DIRECTION:
Copy the lines of the data below word for word, starting with the line containing "target | grey patterned scarf" and continuing through the line containing "[(49, 699), (1195, 770)]".

Pointing dataset excerpts:

·····

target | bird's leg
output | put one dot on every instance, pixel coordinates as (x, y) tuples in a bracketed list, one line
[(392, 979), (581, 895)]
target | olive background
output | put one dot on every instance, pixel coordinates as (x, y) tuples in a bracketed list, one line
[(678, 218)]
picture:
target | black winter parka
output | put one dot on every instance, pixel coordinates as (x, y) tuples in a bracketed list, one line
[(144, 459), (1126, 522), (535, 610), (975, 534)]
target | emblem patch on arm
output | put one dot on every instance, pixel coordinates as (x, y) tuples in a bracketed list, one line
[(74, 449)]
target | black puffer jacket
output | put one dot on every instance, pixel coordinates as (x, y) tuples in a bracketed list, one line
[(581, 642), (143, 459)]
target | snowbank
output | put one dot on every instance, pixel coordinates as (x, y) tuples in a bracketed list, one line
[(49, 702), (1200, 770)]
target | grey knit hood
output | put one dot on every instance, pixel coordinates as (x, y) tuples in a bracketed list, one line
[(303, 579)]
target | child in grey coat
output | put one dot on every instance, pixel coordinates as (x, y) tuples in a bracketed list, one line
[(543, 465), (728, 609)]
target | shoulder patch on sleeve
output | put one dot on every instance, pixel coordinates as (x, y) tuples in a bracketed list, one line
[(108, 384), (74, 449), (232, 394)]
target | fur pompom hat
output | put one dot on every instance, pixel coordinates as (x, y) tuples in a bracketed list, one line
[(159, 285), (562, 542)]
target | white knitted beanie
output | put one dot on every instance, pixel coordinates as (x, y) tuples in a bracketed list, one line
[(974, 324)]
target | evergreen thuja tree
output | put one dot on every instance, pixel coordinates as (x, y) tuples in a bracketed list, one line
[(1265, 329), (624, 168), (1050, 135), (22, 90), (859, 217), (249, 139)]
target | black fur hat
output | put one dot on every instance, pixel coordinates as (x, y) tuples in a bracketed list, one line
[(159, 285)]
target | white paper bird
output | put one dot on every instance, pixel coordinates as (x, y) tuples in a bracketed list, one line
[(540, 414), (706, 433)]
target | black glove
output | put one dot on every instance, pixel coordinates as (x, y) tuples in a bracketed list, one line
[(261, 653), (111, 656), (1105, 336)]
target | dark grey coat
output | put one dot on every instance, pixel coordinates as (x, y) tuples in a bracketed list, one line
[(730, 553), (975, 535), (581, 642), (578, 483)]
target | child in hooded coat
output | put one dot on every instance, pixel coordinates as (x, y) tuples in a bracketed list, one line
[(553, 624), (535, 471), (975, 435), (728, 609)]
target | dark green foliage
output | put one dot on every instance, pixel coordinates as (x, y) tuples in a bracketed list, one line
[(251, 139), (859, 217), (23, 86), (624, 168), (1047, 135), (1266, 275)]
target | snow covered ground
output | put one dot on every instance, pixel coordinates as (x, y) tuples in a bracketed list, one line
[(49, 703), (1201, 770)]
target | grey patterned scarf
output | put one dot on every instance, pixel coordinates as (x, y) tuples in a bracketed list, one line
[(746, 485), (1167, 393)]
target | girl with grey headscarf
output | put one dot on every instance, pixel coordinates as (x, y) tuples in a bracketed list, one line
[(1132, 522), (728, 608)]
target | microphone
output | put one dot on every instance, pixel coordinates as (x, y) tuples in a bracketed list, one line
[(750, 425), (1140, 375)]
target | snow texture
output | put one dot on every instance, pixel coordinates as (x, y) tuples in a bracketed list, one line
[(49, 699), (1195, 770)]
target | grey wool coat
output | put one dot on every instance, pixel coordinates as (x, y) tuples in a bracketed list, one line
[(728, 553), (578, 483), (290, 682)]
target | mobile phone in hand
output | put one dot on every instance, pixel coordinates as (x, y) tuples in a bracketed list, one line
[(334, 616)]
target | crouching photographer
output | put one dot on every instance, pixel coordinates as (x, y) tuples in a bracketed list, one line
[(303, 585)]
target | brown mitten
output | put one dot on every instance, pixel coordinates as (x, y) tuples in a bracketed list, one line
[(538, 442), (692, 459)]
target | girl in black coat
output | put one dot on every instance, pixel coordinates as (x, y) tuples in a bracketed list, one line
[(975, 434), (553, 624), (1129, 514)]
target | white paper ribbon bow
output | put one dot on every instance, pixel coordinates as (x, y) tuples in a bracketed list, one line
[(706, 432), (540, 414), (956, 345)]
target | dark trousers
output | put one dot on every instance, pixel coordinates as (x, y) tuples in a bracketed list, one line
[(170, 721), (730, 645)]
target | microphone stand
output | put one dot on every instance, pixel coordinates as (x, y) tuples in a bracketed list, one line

·····

EXERCISE RESULT:
target | grey patterned scarf
output | put one dot on every instance, pixel coordinates as (x, y) tuples in a bracketed list, one line
[(746, 485), (1167, 393)]
target | girl with grey headscarf
output | put one dot on every instance, pixel coordinates as (x, y) tuples in a bracketed list, one line
[(1132, 522), (728, 608)]
target | microphone
output | put one dot on every instance, pixel coordinates as (x, y) tuples in a bracketed list, one line
[(750, 425), (1140, 375)]
target | snow texture
output | put one dot on every instance, pixel coordinates as (x, y) tuples in a bracketed list, one line
[(49, 699), (1195, 770)]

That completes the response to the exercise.